• Extrait fourni:
À commencer par Léopold Sédar Senghor quu a fondé une république francophile, centralisée et élitiste, en passant par Abdou Diouf qui s'est révélé être un modèle de technocrate prudent, afin de pouvoir gérer la longue période de transition républicaine de 1981 à 2000, sans proposer de changement radical. Il a fallu attendre l'arrivée de Maître Abdoulaye Wade pour assister à un début de rupture avec l'explosion du secteur médiatique. Ce qui a bien pu susciter l'espoir d'une nouvelle ère avec le slogan du "sopi". Mais très vite, ses projets ambitieux se sont accompagnés d'accusations de clientélisme avec l'apparition de plusieurs nouveaux riches subitement devenus milliardaires.
Avec Macky Sall, quant à lui, il n'aura d'autre choix que de continuer la politique des grands travaux de son mentor et prédécesseur tout en étant critique envers le bilan de sa gestion dont lui-même a été comptable en tant que ministre puis Premier ministre. Ensuite, sur une même période de 12 ans durant lesquels ils ont assumé le pouvoir, Macky Sall aura fait pire que Wade sur plusieurs plans dont il n'est pas utile de revenir ici sur son bilan entre les mains de la justice.

• Travail demandé:
1. Selon l'extrait fourni, sur quelles années s'étend la période de transition républicaine gérée par Abdou Diouf ?
2. Poursuivez l'extrait sur les présidents successifs à partir de sa dernière phrase.

[Annotations de contours]
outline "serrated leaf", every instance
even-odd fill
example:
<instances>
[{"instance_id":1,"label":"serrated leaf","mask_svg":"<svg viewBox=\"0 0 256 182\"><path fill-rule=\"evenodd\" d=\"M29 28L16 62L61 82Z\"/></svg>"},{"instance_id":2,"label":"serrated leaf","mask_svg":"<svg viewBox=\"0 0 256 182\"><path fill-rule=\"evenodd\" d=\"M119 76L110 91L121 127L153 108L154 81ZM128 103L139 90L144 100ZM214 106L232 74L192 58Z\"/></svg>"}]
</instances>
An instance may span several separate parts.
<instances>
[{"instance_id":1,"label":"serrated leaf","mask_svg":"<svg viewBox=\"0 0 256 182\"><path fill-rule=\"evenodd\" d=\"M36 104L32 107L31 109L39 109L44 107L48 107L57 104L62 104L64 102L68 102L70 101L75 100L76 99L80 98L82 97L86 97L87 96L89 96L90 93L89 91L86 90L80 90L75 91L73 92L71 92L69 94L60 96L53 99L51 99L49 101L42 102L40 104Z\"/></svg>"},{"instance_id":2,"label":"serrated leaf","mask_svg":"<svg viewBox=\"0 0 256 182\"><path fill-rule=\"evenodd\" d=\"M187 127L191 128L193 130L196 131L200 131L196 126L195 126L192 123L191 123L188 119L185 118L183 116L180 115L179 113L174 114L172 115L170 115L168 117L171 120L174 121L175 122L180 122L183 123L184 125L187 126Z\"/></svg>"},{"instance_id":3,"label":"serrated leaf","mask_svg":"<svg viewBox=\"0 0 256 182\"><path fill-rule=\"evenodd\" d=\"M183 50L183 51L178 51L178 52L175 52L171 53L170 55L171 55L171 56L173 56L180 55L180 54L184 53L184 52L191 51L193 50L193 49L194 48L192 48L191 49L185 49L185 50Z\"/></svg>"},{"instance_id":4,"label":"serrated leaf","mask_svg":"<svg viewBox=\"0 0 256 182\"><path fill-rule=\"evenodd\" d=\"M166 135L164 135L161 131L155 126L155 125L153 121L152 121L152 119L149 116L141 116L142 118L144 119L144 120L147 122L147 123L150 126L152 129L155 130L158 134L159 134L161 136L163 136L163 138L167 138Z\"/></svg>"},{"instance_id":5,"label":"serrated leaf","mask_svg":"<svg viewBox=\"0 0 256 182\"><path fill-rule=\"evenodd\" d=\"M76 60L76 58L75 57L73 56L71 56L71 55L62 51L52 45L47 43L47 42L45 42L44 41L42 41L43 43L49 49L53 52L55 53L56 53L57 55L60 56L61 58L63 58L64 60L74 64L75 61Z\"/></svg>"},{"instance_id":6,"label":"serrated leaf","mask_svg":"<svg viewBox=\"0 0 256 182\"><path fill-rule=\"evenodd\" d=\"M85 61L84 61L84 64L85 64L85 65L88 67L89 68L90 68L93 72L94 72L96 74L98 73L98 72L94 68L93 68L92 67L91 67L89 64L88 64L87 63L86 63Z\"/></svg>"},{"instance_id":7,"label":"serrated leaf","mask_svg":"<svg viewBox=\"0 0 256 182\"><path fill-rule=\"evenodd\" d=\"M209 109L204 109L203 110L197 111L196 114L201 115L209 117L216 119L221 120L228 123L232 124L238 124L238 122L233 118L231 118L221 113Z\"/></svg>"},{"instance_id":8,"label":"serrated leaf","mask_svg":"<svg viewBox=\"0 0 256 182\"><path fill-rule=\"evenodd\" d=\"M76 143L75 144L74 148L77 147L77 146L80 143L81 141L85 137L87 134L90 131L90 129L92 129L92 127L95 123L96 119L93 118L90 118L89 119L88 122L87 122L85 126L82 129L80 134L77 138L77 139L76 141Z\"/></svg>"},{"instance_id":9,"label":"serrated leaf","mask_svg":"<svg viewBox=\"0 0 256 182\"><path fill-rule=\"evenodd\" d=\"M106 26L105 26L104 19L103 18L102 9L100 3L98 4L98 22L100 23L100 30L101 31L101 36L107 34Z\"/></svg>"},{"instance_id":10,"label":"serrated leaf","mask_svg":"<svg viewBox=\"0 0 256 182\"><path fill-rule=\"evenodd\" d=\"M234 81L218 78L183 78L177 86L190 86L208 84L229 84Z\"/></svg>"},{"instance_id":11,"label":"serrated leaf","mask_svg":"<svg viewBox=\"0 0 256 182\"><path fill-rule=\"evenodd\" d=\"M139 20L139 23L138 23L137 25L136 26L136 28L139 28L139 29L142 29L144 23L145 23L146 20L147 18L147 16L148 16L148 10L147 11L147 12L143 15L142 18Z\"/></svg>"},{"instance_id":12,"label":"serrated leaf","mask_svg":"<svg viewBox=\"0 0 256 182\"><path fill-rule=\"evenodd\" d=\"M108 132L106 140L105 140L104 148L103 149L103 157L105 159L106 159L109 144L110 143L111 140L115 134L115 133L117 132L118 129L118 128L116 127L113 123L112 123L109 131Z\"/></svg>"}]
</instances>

• Résultats par consigne:
1. De 1981 à 2000.

2.
Pour un verrouillage institutionnel progressif
De même, la récente élection de Bassirou Diomaye Faye, porté par la promesse de la «rupture», se heurte aujourd'hui à l'inertie de ces mêmes structures et à la complexité de transformer les mentalités. On ne pourra rien en dire dans l'immédiat puisque, à peine les élites se succèdent que le cycle de mimétisme et de perpétuation des mauvaises pratiques
semblent se répéter, comme si les institutions étaient plus fortes que la volonté individuelle et/ou collective de changement.
Un appel des penseurs sénégalais : l’heure de l’introspection collective
Face à ce constat, un raccourci par les œuvres des grands auteurs sénégalais se révèle être un miroir essentiel. L’écrivain Boris Diop, dans Murambi, le livre des ossements, nous invite à ne pas passer «à côté de sa vérité», une quête d'authenticité que le sociologue Felwine Sarr appelle à retrouver dans Afrotopia en affirmant que «l’Afrique n’a personne à rattraper. Elle doit marcher sur le chemin qu’elle a tracé». Ces réflexions, tout comme celles de Mariama Bâ, Ousmane Sembène et Cheikh Hamidou Kane, sont des appels pressants à une décolonisation des imaginaires et à l'élaboration de modèles de développement endogènes.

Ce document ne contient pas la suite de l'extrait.